# Not jumping back in but dipping a toe



## Jeff Hunt (Jan 19, 2014)

After a 35 year hiatus from building a model I purchased the Airfix 1/48th scale JU-87B today. I have been thinking about it for some time and reading the modelling posts here got the juices flowing.

It will take some time as I have to re-acquire many of the "tools of the trade" but I am looking forward to the venture.

I will be finishing it in a desert c/s but will not be in a rush. I am off to Florida in March and will be looking in hobby shops there especially for an airbrush as they are so freaking expensive here in my part of Canada. Pretty small market I guess.

I will be reading up on more tips and if it turns out half as$^ed I will share some pics at a later date.

Cheers,

Jeff


----------



## Wurger (Jan 19, 2014)

More tips ???? Oh, oh.... won't go to Florida in March , make the model.


----------



## N4521U (Jan 19, 2014)

The puddle is full of Toe Dippers, how did you ever find a spot??????

There is a thread for "tools" we use. Someone will know where it is.
Welcome.

***If you open this link it will take you to many threads for tools and tips!
http://www.ww2aircraft.net/forum/questions-kits-decals-tools-pilots/


----------



## Vic Balshaw (Jan 19, 2014)

● ● ●

» Exercises to complete:
1. In the forum thread about getting back into scale modeling, reproduce verbatim the passage that begins with the words containing "After a 35 year" and ends with "the juices flowing.".
2. Extend the forum thread about getting back into scale modeling, picking up after its final line.

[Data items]
● ● ●

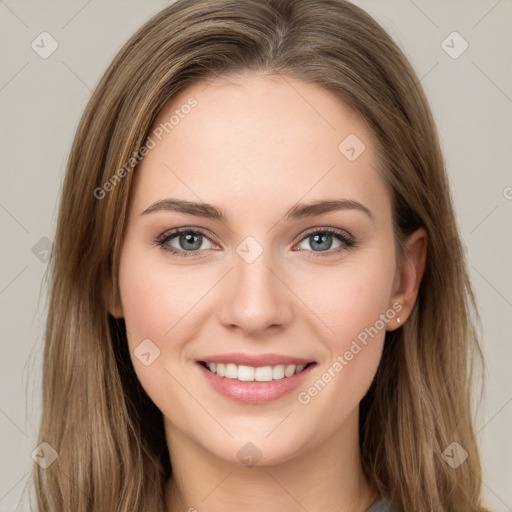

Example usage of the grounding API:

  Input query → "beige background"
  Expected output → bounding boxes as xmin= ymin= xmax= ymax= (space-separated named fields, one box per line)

xmin=0 ymin=0 xmax=512 ymax=512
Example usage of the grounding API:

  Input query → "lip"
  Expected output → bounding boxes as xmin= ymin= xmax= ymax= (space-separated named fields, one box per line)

xmin=195 ymin=358 xmax=317 ymax=405
xmin=196 ymin=352 xmax=315 ymax=368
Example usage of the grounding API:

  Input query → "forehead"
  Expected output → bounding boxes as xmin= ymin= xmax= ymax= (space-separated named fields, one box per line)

xmin=132 ymin=73 xmax=390 ymax=222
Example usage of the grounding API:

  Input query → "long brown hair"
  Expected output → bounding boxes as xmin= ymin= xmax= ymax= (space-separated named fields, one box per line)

xmin=34 ymin=0 xmax=485 ymax=512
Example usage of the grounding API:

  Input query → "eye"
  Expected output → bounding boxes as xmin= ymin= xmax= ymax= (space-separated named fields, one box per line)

xmin=157 ymin=228 xmax=219 ymax=257
xmin=292 ymin=228 xmax=355 ymax=257
xmin=157 ymin=228 xmax=355 ymax=257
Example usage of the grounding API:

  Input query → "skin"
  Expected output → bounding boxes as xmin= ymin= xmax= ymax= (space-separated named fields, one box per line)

xmin=109 ymin=73 xmax=426 ymax=512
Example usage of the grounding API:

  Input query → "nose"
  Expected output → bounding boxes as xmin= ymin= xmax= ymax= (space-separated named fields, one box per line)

xmin=218 ymin=251 xmax=294 ymax=337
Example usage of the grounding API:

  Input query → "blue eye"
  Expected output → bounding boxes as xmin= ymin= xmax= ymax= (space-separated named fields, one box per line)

xmin=294 ymin=228 xmax=355 ymax=257
xmin=157 ymin=228 xmax=216 ymax=257
xmin=156 ymin=228 xmax=355 ymax=257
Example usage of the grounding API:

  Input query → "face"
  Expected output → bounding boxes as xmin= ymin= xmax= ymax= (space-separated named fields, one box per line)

xmin=111 ymin=74 xmax=399 ymax=464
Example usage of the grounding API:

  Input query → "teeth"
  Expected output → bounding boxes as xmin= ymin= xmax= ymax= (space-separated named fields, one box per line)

xmin=206 ymin=363 xmax=306 ymax=382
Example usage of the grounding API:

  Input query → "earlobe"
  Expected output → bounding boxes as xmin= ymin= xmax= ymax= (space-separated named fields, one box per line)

xmin=387 ymin=228 xmax=428 ymax=331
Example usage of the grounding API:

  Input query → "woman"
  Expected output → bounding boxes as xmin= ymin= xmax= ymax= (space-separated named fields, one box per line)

xmin=35 ymin=0 xmax=485 ymax=512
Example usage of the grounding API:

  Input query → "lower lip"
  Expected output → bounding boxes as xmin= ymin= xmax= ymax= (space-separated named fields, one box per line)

xmin=196 ymin=363 xmax=316 ymax=404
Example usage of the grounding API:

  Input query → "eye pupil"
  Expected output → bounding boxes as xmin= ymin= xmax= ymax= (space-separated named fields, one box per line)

xmin=180 ymin=233 xmax=202 ymax=249
xmin=311 ymin=233 xmax=332 ymax=250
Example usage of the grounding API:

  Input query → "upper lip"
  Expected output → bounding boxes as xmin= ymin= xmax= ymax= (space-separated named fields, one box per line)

xmin=196 ymin=352 xmax=314 ymax=368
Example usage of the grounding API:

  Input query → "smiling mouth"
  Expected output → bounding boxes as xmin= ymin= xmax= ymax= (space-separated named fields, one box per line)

xmin=198 ymin=361 xmax=316 ymax=382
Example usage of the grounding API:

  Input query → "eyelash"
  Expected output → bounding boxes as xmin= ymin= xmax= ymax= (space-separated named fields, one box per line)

xmin=156 ymin=228 xmax=356 ymax=258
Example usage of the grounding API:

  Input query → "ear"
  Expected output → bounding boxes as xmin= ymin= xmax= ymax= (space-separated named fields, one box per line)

xmin=387 ymin=228 xmax=428 ymax=331
xmin=103 ymin=276 xmax=124 ymax=319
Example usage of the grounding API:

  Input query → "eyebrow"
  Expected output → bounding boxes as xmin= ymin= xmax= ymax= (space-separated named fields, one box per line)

xmin=141 ymin=198 xmax=375 ymax=224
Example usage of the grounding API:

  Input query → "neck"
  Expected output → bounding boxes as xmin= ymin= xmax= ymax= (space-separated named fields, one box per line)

xmin=166 ymin=409 xmax=377 ymax=512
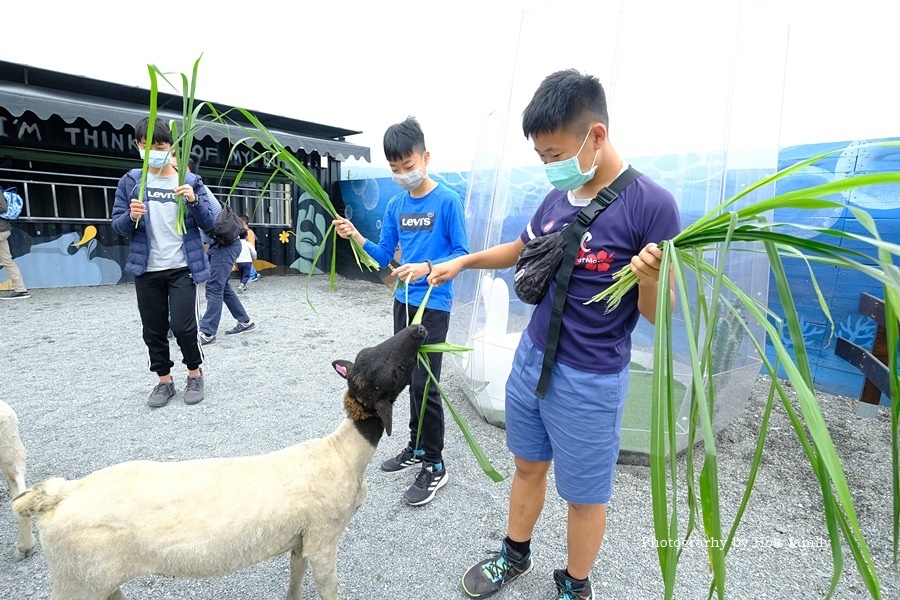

● ● ●

» Answers provided:
1.
After a 35 year hiatus from building a model I purchased the Airfix 1/48th scale JU-87B today. I have been thinking about it for some time and reading the modelling posts here got the juices flowing.

2.
G'don ya Jeff and welcome home, nice to see people return to the fold and you've plenty of building time between now and March and getting that airbrush. So how about it!


----------



## meatloaf109 (Jan 20, 2014)

A most sincere "welcome back to the hobby"!
If you need any help, don't wait, there are many of us ready to give insights into the fine of mod


----------



## Lucky13 (Jan 20, 2014)

Since today is after yesterday, it's a later date so, _where's the pics!?_

Welcome home J!


----------



## Wayne Little (Jan 20, 2014)

Good on ya Jeff!


----------



## Airframes (Jan 20, 2014)

Good stuff Jeff. The old Airfix Ju87 kit is still fairly good after 30+ years. There might be some minor fit issues these days, but otherwise it's a straightforward kit.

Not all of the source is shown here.